(Data excerpts)
★ ★ ★

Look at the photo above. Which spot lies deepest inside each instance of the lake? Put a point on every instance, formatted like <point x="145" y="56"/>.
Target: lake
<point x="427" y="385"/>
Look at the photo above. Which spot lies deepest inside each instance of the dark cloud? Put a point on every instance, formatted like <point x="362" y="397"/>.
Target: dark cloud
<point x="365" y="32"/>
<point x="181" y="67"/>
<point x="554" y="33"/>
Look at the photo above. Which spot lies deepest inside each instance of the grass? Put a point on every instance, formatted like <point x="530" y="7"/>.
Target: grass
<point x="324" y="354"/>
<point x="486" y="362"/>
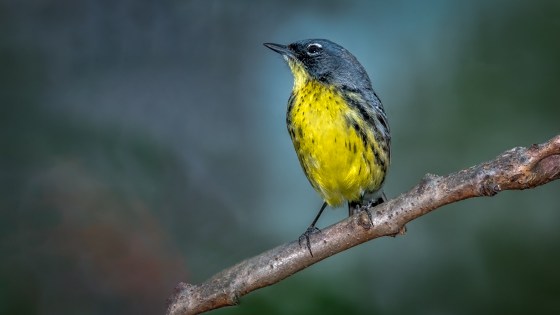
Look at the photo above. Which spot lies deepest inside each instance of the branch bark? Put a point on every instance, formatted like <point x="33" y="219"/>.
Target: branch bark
<point x="515" y="169"/>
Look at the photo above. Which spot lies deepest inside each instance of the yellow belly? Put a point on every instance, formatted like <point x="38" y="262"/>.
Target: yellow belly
<point x="338" y="160"/>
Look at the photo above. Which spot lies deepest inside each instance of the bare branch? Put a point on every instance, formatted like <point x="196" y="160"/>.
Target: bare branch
<point x="518" y="168"/>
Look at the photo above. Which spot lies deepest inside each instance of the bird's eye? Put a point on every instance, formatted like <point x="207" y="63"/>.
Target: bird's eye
<point x="314" y="49"/>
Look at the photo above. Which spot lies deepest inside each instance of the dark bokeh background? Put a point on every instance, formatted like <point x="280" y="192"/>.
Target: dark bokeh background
<point x="143" y="143"/>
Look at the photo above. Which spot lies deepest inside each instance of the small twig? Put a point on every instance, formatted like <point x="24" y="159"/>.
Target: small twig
<point x="518" y="168"/>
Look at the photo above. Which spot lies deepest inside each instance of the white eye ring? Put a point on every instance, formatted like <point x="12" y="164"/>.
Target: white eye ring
<point x="313" y="49"/>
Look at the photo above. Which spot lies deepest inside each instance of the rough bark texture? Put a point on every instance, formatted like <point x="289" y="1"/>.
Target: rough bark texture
<point x="518" y="168"/>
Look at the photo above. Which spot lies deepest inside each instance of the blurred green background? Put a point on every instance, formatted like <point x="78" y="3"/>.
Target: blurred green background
<point x="143" y="143"/>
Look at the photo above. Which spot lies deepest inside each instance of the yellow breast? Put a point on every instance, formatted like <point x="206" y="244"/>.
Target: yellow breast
<point x="335" y="146"/>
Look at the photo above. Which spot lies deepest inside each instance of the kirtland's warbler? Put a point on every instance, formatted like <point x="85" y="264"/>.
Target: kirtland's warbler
<point x="337" y="124"/>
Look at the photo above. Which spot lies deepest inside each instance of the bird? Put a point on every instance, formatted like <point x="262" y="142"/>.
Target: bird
<point x="338" y="126"/>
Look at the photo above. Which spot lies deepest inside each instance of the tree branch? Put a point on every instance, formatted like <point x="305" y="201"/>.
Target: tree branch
<point x="516" y="169"/>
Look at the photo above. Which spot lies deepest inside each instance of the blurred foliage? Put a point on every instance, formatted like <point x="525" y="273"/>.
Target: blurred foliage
<point x="143" y="144"/>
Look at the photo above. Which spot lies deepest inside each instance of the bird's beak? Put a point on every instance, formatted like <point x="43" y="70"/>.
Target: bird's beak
<point x="281" y="49"/>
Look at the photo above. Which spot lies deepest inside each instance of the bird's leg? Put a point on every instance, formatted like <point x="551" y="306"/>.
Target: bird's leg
<point x="311" y="229"/>
<point x="356" y="206"/>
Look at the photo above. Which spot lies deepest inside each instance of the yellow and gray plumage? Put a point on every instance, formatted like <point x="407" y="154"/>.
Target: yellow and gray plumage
<point x="337" y="123"/>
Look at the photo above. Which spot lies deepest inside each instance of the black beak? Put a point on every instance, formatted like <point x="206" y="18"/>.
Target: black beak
<point x="281" y="49"/>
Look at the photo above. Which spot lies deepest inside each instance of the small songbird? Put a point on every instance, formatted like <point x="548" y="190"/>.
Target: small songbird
<point x="337" y="124"/>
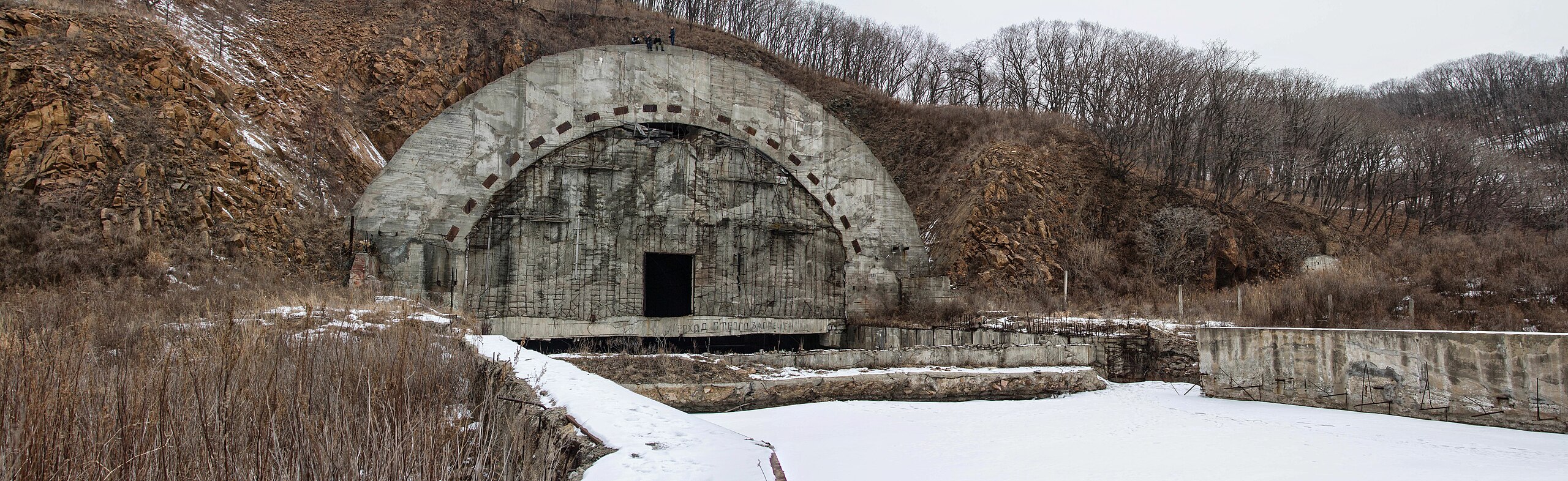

★ ★ ★

## WORK ITEM
Please give an exact copy of the entries above, from the line with "Target: bare branch" down to the line with "the small twig?", inclusive, and nothing else.

## RESULT OF THE TASK
Target: bare branch
<point x="518" y="168"/>
Look at the photo above. Which spot lies deepest inside each instance of the bird's eye? Put a point on every instance, formatted like <point x="207" y="63"/>.
Target: bird's eye
<point x="314" y="49"/>
Look at the photo above. Which spot lies deepest inside each instance of the dark bokeh background? Put a point on every instance, formatted like <point x="280" y="192"/>.
Target: dark bokeh background
<point x="143" y="143"/>
Look at the photo above. Which spot lies deepest inside each instance of the small twig? Put a point on every instance, formatted like <point x="24" y="159"/>.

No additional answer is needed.